What is expected: Reproduce each line exactly, including spacing and punctuation.

Stored data:
** Begin **

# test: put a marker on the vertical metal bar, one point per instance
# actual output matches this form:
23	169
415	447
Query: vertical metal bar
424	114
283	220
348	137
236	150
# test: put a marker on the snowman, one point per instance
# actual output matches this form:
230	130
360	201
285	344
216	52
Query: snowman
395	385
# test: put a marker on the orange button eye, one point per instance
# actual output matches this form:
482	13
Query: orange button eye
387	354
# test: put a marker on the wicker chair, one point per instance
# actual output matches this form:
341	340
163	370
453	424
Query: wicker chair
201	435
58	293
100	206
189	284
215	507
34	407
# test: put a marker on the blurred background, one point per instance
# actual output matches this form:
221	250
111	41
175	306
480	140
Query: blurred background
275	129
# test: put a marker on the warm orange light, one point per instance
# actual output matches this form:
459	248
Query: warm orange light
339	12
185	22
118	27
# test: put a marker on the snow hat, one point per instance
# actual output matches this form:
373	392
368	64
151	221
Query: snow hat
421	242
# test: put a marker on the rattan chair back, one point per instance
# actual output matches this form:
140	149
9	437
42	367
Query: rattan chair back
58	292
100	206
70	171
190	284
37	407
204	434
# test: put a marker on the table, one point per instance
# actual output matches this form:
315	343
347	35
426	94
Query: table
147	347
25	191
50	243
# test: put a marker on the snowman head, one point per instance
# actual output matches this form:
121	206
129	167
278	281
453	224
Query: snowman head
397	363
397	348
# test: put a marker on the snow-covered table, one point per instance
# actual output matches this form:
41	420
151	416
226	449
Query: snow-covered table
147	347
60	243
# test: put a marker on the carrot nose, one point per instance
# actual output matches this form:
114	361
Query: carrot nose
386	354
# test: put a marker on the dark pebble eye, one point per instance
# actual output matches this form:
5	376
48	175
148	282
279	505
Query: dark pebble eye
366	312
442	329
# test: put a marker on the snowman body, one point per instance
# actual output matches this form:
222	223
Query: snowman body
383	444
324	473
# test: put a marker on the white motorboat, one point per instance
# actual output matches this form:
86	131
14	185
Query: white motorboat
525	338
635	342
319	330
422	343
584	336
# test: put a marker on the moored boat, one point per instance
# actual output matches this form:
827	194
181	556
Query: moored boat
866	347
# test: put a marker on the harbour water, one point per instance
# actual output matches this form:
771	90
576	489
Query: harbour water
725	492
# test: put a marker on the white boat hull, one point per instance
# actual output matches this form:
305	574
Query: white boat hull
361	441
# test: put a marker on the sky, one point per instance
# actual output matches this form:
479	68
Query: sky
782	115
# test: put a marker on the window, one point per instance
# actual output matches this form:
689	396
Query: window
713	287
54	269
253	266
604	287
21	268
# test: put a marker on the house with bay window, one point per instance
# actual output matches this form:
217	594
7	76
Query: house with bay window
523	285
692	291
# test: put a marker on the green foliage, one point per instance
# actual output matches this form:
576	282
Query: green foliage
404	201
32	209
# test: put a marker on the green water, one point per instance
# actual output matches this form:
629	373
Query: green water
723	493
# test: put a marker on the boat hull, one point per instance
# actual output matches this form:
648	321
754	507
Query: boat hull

** End **

Solution for this task:
# test: put a marker on the vertical metal bar, one point per instance
# actual output matches this form:
23	169
415	447
Query: vertical metal bar
424	114
283	220
348	137
236	150
# test: put a marker on the snowman, one point per instance
# actual output matches this form:
230	130
360	201
285	344
216	52
Query: snowman
395	385
# test: put a marker on the orange button eye, one point per instance
# actual output matches this form:
482	13
Query: orange button eye
387	354
# test: put a marker on the wicker chair, one point per instance
# actual output matches this form:
341	340
163	370
453	424
Query: wicker chair
201	435
58	293
100	206
189	284
215	507
34	407
# test: put a marker on the blurred background, one point per instance
# actual output matches this form:
221	250
111	41
175	306
480	140
Query: blurred background
275	129
# test: put a marker on the warm orange light, one point per instance
# actual output matches this form:
459	248
Query: warm orange light
339	12
185	22
118	27
# test: put a marker on the snow hat, one point per instance
# actual output matches this form:
373	392
368	64
151	221
Query: snow hat
421	242
# test: put a marker on the rattan chair back, one point per instance
# actual output matches this form:
140	149
9	437
42	367
Query: rattan chair back
58	292
100	206
70	171
190	284
37	407
204	434
# test: put a marker on the table, one point per instance
# actual output matches this form:
315	343
347	35
426	94
Query: table
147	347
25	191
50	243
# test: put a marker on the snowman head, one point per instance
# actual output matches this form:
121	206
129	167
278	281
453	224
Query: snowman head
397	363
397	348
# test: put a marker on the snow-covered table, one point per instance
# actual output matches this form:
41	420
151	416
226	449
Query: snow-covered table
147	347
60	243
# test: put a marker on the carrot nose, one point per instance
# actual output matches this form:
114	361
Query: carrot nose
386	354
# test: put a marker on the dark pebble eye, one point per instance
# actual output matches this form:
5	376
48	175
148	282
279	505
Query: dark pebble eye
366	312
442	329
# test: put a marker on the snowman body, one point per instance
# actual output matches this form:
222	223
Query: snowman body
383	444
324	473
# test: put a marker on the white motorboat, one point per instance
# actual output matches this form:
86	131
14	185
Query: white motorboat
525	338
635	342
319	330
422	343
584	336
# test: put a marker on the moored boat, one point per instance
# actual output matches this form:
827	194
181	556
Query: moored boat
866	347
# test: put a marker on the harbour water, one point per instance
# actual output matches this form:
771	90
576	489
Query: harbour water
725	492
# test: put a marker on the white boat hull, one point per instance
# actual output matches this form:
305	574
Query: white boat hull
361	441
# test: put a marker on the sky, one point per instance
# actual output matches this form:
479	68
Query: sky
782	115
# test: put a marker on the window, one point per instance
# actual output matches this form:
689	396
Query: window
713	287
54	269
253	266
604	287
21	268
# test: put a marker on the house with bay window, one point per instance
# actual output matches this form:
217	594
7	76
Query: house with bay window
523	285
692	291
# test: put a marker on the green foliage, one point per instance
# actual output matches this form:
576	282
Query: green foliage
404	201
32	209
# test: put a marker on the green water, one point per instance
# actual output matches this form:
629	373
Query: green water
723	493
# test: put a marker on the boat hull, one point per instance
# actual output matches this form:
648	321
754	507
Query: boat hull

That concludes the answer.